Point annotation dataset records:
>> START

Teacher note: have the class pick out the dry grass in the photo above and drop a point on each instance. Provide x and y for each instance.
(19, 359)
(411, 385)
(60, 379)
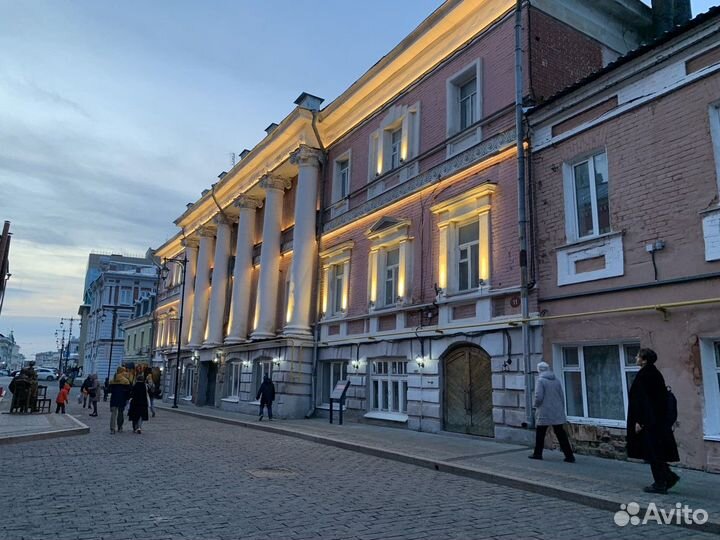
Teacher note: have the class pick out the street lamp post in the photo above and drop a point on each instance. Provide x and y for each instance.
(164, 271)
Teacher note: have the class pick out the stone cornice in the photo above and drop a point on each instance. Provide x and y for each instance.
(245, 202)
(438, 173)
(271, 181)
(307, 155)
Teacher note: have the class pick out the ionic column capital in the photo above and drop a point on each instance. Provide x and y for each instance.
(271, 181)
(245, 202)
(307, 155)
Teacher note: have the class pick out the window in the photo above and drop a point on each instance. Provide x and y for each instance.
(189, 381)
(597, 379)
(126, 296)
(337, 288)
(467, 99)
(332, 372)
(395, 140)
(591, 212)
(234, 371)
(468, 256)
(389, 386)
(710, 361)
(464, 108)
(392, 269)
(262, 368)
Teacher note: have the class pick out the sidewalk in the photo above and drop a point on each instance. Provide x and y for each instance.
(31, 427)
(591, 481)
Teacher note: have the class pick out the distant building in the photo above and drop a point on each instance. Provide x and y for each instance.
(114, 284)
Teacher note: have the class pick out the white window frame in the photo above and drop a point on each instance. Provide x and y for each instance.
(572, 231)
(383, 374)
(710, 361)
(331, 258)
(383, 238)
(334, 366)
(342, 182)
(452, 214)
(625, 364)
(405, 118)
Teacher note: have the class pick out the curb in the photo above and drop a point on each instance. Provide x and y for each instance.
(492, 477)
(81, 429)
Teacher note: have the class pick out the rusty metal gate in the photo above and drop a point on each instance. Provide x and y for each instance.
(468, 392)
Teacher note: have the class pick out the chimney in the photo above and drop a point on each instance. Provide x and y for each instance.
(667, 14)
(308, 101)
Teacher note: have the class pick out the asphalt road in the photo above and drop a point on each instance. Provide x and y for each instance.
(191, 478)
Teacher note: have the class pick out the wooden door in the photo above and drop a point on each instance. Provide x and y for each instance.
(468, 392)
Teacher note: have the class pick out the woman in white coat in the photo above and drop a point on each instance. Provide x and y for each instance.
(550, 411)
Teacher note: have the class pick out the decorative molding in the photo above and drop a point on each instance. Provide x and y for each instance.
(271, 181)
(458, 163)
(307, 155)
(247, 202)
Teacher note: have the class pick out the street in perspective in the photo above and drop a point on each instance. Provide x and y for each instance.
(471, 292)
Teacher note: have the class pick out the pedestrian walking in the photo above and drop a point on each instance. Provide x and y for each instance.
(266, 395)
(138, 404)
(150, 384)
(119, 395)
(93, 393)
(550, 411)
(649, 432)
(62, 399)
(84, 390)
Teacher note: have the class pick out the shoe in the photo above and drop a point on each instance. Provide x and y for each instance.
(654, 488)
(674, 479)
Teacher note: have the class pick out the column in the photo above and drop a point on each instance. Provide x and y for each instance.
(304, 240)
(218, 292)
(240, 303)
(191, 248)
(202, 287)
(274, 187)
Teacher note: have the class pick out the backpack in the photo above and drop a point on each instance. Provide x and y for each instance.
(671, 408)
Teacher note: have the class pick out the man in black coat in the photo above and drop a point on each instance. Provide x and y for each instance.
(649, 433)
(266, 395)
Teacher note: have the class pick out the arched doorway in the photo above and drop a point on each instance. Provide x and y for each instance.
(467, 404)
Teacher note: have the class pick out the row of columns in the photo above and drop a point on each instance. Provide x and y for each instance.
(205, 299)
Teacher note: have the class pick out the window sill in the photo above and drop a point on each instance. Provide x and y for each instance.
(620, 424)
(380, 415)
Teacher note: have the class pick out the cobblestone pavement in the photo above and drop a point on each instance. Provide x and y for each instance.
(191, 478)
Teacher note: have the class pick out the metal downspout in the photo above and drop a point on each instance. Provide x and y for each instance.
(522, 213)
(318, 234)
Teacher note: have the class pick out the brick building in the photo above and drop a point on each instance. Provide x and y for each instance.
(625, 178)
(406, 282)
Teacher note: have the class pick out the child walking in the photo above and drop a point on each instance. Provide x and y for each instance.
(62, 399)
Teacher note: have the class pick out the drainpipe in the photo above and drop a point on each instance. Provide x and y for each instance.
(318, 234)
(522, 214)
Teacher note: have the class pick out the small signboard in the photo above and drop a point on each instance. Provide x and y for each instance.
(339, 390)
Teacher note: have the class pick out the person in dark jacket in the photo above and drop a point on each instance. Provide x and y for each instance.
(138, 404)
(649, 433)
(119, 395)
(266, 395)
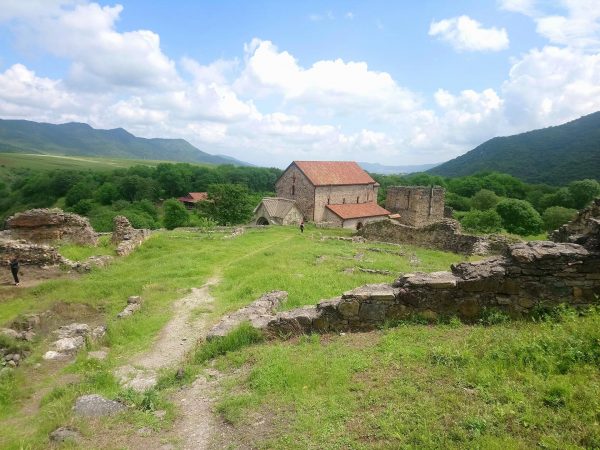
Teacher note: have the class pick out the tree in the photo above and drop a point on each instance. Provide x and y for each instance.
(106, 194)
(175, 214)
(519, 217)
(458, 202)
(488, 221)
(228, 204)
(583, 192)
(484, 199)
(555, 216)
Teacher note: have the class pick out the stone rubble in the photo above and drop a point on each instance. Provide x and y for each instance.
(51, 225)
(530, 276)
(127, 238)
(94, 405)
(134, 303)
(258, 313)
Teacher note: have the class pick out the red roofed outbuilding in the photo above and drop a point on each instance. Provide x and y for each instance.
(192, 198)
(322, 189)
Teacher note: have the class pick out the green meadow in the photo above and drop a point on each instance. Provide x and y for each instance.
(499, 384)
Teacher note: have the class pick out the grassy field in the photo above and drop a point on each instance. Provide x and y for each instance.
(514, 384)
(51, 162)
(162, 270)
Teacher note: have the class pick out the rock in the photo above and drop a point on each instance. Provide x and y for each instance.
(98, 332)
(96, 406)
(51, 225)
(73, 330)
(51, 355)
(136, 299)
(100, 355)
(129, 310)
(10, 333)
(63, 434)
(69, 345)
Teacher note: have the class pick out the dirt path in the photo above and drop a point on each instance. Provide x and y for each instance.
(178, 337)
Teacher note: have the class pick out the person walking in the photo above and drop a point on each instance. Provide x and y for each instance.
(14, 268)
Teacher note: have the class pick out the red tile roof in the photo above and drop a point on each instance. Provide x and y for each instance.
(357, 210)
(194, 197)
(327, 173)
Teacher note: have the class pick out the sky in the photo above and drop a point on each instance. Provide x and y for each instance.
(268, 82)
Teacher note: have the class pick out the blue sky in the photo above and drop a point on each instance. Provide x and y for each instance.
(271, 81)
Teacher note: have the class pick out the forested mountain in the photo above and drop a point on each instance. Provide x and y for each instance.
(80, 139)
(554, 155)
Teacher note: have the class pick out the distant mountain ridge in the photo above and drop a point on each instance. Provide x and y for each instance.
(392, 170)
(80, 139)
(554, 155)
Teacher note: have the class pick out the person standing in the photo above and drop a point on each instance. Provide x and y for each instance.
(14, 268)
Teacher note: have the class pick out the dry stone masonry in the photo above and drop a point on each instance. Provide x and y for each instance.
(127, 238)
(417, 206)
(445, 234)
(50, 225)
(531, 276)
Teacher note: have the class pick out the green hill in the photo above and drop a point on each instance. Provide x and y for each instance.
(80, 139)
(554, 155)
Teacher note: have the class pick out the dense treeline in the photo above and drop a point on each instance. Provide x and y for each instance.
(490, 202)
(138, 192)
(485, 202)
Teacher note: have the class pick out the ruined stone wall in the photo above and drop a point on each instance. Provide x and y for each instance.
(125, 237)
(51, 225)
(584, 229)
(531, 276)
(535, 275)
(443, 235)
(337, 195)
(417, 205)
(293, 180)
(29, 253)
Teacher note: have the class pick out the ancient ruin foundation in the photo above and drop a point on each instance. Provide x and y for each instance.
(417, 205)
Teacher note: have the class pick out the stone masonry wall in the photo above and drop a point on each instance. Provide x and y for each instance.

>> END

> **Work instructions**: Please transcribe, word for word, the lines from the one containing "Teacher note: have the class pick out the ancient" through the last line, including both.

> **Result of this exercise**:
Teacher note: have the class pick out the ancient ruin foundation in the photo above and drop a point on each instance. Provide x and y for each instance.
(417, 205)
Teacher note: have the class pick out the stone masonry wall in the photo above and drop a point on each instance. Provide x and y for each instance.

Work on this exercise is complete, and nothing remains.